[Stored items from a collection]
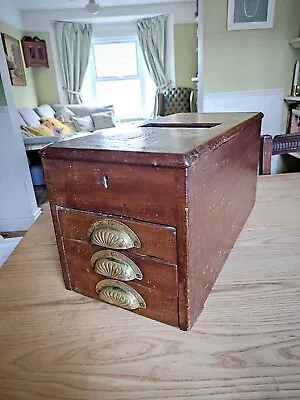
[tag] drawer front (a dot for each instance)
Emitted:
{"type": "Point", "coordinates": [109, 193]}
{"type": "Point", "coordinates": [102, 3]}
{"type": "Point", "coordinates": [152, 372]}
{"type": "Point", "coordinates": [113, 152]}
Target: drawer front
{"type": "Point", "coordinates": [119, 234]}
{"type": "Point", "coordinates": [157, 286]}
{"type": "Point", "coordinates": [145, 193]}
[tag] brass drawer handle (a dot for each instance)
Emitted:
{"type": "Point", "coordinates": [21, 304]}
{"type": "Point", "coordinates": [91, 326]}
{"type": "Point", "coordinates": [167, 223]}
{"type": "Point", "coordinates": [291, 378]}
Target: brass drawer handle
{"type": "Point", "coordinates": [119, 294]}
{"type": "Point", "coordinates": [113, 235]}
{"type": "Point", "coordinates": [115, 265]}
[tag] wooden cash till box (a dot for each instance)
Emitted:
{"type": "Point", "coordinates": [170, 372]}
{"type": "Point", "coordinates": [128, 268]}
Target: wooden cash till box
{"type": "Point", "coordinates": [146, 217]}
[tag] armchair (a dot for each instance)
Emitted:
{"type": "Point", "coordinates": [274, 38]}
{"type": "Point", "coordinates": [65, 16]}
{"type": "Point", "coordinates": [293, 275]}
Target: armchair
{"type": "Point", "coordinates": [175, 100]}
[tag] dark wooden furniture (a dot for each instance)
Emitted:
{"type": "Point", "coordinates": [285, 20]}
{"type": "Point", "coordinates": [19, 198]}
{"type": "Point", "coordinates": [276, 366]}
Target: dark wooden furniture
{"type": "Point", "coordinates": [292, 104]}
{"type": "Point", "coordinates": [280, 144]}
{"type": "Point", "coordinates": [168, 203]}
{"type": "Point", "coordinates": [35, 52]}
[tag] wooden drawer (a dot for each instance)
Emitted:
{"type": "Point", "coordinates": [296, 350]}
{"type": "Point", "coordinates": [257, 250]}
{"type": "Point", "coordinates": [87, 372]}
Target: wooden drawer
{"type": "Point", "coordinates": [158, 287]}
{"type": "Point", "coordinates": [132, 191]}
{"type": "Point", "coordinates": [156, 240]}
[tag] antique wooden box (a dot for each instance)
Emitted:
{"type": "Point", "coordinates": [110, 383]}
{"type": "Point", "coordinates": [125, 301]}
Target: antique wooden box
{"type": "Point", "coordinates": [146, 217]}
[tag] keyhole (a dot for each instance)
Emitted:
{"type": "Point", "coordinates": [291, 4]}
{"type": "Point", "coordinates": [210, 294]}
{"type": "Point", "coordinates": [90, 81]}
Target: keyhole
{"type": "Point", "coordinates": [105, 182]}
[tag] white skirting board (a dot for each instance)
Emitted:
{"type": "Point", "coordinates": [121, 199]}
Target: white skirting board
{"type": "Point", "coordinates": [268, 101]}
{"type": "Point", "coordinates": [7, 246]}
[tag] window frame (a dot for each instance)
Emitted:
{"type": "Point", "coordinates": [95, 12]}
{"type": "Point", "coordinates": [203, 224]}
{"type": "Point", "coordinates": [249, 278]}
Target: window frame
{"type": "Point", "coordinates": [117, 40]}
{"type": "Point", "coordinates": [140, 68]}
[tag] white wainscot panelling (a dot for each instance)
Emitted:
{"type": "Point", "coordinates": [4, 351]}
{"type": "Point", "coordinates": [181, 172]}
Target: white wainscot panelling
{"type": "Point", "coordinates": [269, 102]}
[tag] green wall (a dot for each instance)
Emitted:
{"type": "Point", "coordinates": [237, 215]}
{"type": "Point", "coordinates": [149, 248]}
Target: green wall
{"type": "Point", "coordinates": [45, 78]}
{"type": "Point", "coordinates": [24, 96]}
{"type": "Point", "coordinates": [249, 59]}
{"type": "Point", "coordinates": [185, 46]}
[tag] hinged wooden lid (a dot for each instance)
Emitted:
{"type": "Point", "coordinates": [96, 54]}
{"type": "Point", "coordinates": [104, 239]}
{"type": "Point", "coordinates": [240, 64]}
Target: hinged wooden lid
{"type": "Point", "coordinates": [183, 139]}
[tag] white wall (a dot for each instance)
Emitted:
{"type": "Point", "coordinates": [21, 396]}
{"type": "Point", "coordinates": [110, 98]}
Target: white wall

» **Task details**:
Give all entries again verbatim, without any images.

» **Exercise answer**:
[tag] drawer front (a dot for each instance)
Emitted:
{"type": "Point", "coordinates": [109, 193]}
{"type": "Point", "coordinates": [102, 3]}
{"type": "Point", "coordinates": [152, 372]}
{"type": "Point", "coordinates": [113, 152]}
Target: drawer front
{"type": "Point", "coordinates": [119, 234]}
{"type": "Point", "coordinates": [157, 286]}
{"type": "Point", "coordinates": [145, 193]}
[tag] brass drawer handle (a dot for each instance)
Emitted:
{"type": "Point", "coordinates": [21, 304]}
{"type": "Point", "coordinates": [91, 326]}
{"type": "Point", "coordinates": [167, 223]}
{"type": "Point", "coordinates": [291, 378]}
Target: brass drawer handle
{"type": "Point", "coordinates": [119, 294]}
{"type": "Point", "coordinates": [113, 235]}
{"type": "Point", "coordinates": [115, 265]}
[tag] wooden cash till box (a dot for each instance)
Emitted:
{"type": "Point", "coordinates": [170, 372]}
{"type": "Point", "coordinates": [128, 268]}
Target: wooden cash till box
{"type": "Point", "coordinates": [146, 217]}
[tag] armchair (a dot for each instance)
Emitted:
{"type": "Point", "coordinates": [274, 38]}
{"type": "Point", "coordinates": [65, 16]}
{"type": "Point", "coordinates": [293, 275]}
Target: armchair
{"type": "Point", "coordinates": [175, 100]}
[tag] dark wooden furniture (a dot for each instance)
Emitted:
{"type": "Point", "coordinates": [285, 20]}
{"type": "Point", "coordinates": [19, 198]}
{"type": "Point", "coordinates": [276, 366]}
Target: dark wooden furniture
{"type": "Point", "coordinates": [292, 104]}
{"type": "Point", "coordinates": [280, 144]}
{"type": "Point", "coordinates": [168, 203]}
{"type": "Point", "coordinates": [35, 52]}
[tag] wooden drawer (a dot for each instance)
Emitted:
{"type": "Point", "coordinates": [296, 350]}
{"type": "Point", "coordinates": [257, 250]}
{"type": "Point", "coordinates": [87, 372]}
Target: wooden drawer
{"type": "Point", "coordinates": [158, 287]}
{"type": "Point", "coordinates": [132, 191]}
{"type": "Point", "coordinates": [156, 240]}
[tag] antique wooden box (a dot for each instance)
Emitted:
{"type": "Point", "coordinates": [110, 383]}
{"type": "Point", "coordinates": [125, 301]}
Target: antique wooden box
{"type": "Point", "coordinates": [146, 217]}
[tag] keyhole (a dot for each instance)
Emitted:
{"type": "Point", "coordinates": [291, 4]}
{"type": "Point", "coordinates": [210, 294]}
{"type": "Point", "coordinates": [90, 81]}
Target: keyhole
{"type": "Point", "coordinates": [105, 182]}
[tag] white skirting board (a dot for each instance)
Emitted:
{"type": "Point", "coordinates": [121, 199]}
Target: white skirting board
{"type": "Point", "coordinates": [268, 101]}
{"type": "Point", "coordinates": [7, 246]}
[tag] window frame (a dot for each instance)
Emitted:
{"type": "Point", "coordinates": [95, 12]}
{"type": "Point", "coordinates": [203, 224]}
{"type": "Point", "coordinates": [249, 278]}
Target: window frame
{"type": "Point", "coordinates": [117, 40]}
{"type": "Point", "coordinates": [140, 68]}
[tag] white wainscot panelling (a dot for each instance)
Emitted:
{"type": "Point", "coordinates": [4, 351]}
{"type": "Point", "coordinates": [181, 172]}
Target: white wainscot panelling
{"type": "Point", "coordinates": [269, 102]}
[tag] green wall (a dot for each instance)
Emitted:
{"type": "Point", "coordinates": [237, 215]}
{"type": "Point", "coordinates": [149, 248]}
Target: green wall
{"type": "Point", "coordinates": [45, 78]}
{"type": "Point", "coordinates": [24, 96]}
{"type": "Point", "coordinates": [249, 59]}
{"type": "Point", "coordinates": [185, 46]}
[tag] hinged wooden lid (a dot for each instance)
Emitted:
{"type": "Point", "coordinates": [96, 54]}
{"type": "Point", "coordinates": [104, 239]}
{"type": "Point", "coordinates": [240, 64]}
Target: hinged wooden lid
{"type": "Point", "coordinates": [183, 139]}
[tag] white wall (a dot for each instance)
Emitted:
{"type": "Point", "coordinates": [21, 396]}
{"type": "Point", "coordinates": [110, 98]}
Target: white wall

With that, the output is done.